=== Material provided ===
──────────

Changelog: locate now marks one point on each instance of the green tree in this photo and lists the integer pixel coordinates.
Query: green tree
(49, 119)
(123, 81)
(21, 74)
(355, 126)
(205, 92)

──────────

=== Exercise ===
Give every entry back unchanged. Leave none out.

=== Written response ===
Changelog: locate now marks one point on each instance of the green tree in this photo and lists the integer pixel coordinates.
Query: green tree
(49, 119)
(123, 81)
(21, 74)
(355, 126)
(205, 92)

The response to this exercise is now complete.